### BRIEF
Pick out each line below that contains the word "metal" and copy it.

Image annotation data:

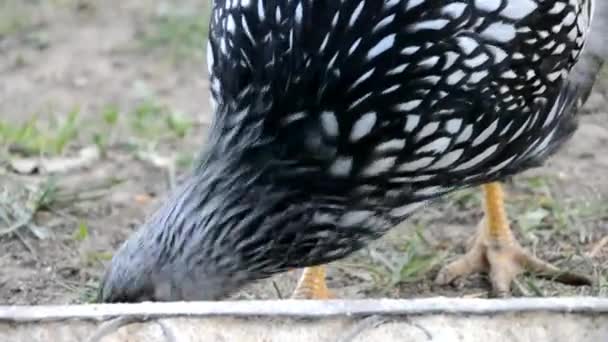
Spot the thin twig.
[86,316,147,342]
[272,280,283,299]
[0,214,34,237]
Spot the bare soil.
[0,0,608,304]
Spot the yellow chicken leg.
[291,266,334,299]
[436,183,591,296]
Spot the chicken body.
[100,0,592,302]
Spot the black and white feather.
[102,0,592,300]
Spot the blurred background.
[0,0,608,304]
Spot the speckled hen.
[100,0,592,302]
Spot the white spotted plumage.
[208,0,591,272]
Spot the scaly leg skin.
[435,183,592,297]
[291,266,334,299]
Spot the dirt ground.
[0,0,608,304]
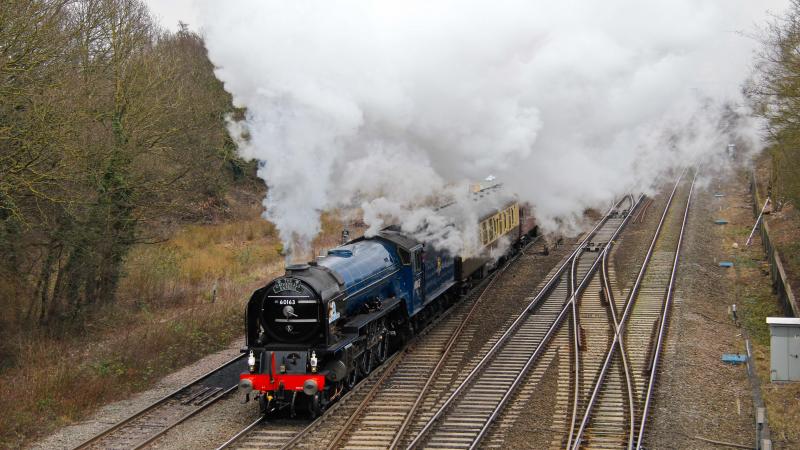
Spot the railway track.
[75,355,247,450]
[393,197,638,448]
[219,240,548,450]
[561,174,694,450]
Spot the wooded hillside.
[0,0,248,324]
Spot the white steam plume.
[199,0,786,258]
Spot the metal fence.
[750,171,800,317]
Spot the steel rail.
[567,169,686,450]
[468,195,644,450]
[389,236,539,450]
[407,200,614,449]
[564,250,584,447]
[217,414,268,450]
[322,347,410,450]
[636,171,697,449]
[601,248,636,448]
[231,236,539,450]
[73,355,244,450]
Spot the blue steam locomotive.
[239,185,537,416]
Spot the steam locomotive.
[239,185,537,417]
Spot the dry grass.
[720,170,800,448]
[0,202,354,448]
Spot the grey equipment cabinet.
[767,317,800,381]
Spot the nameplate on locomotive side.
[272,278,303,294]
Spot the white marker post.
[744,197,769,247]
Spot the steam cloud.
[199,0,784,258]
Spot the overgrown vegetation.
[746,0,800,316]
[0,0,282,448]
[746,0,800,208]
[0,0,248,326]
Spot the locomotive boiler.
[239,185,536,416]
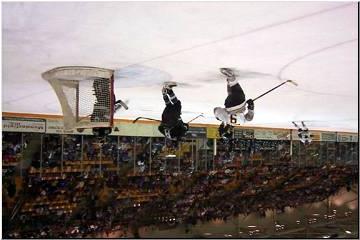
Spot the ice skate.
[162,82,177,93]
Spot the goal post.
[42,66,115,130]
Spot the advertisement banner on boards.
[292,129,321,141]
[46,119,92,135]
[186,127,207,138]
[110,123,163,137]
[234,128,254,139]
[337,133,358,142]
[2,117,46,133]
[254,129,290,140]
[321,132,336,142]
[206,127,220,138]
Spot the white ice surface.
[2,2,358,131]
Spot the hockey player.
[292,121,312,145]
[214,68,254,140]
[159,82,189,142]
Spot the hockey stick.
[253,80,298,101]
[133,117,161,123]
[187,114,204,124]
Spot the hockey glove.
[246,99,254,110]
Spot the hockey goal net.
[42,66,115,130]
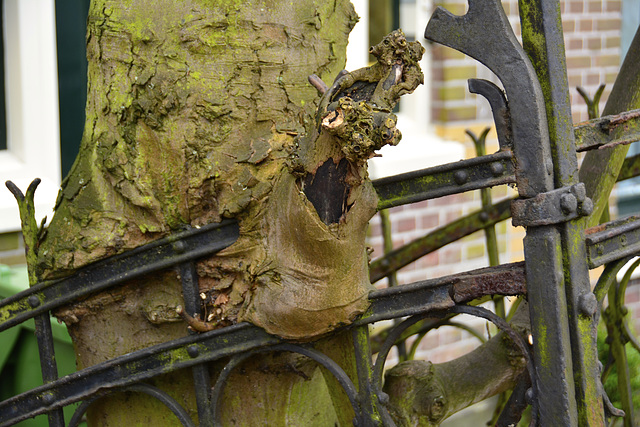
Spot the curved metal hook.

### FINAL RESULT
Spot the metal fence.
Spot the curved metal hook.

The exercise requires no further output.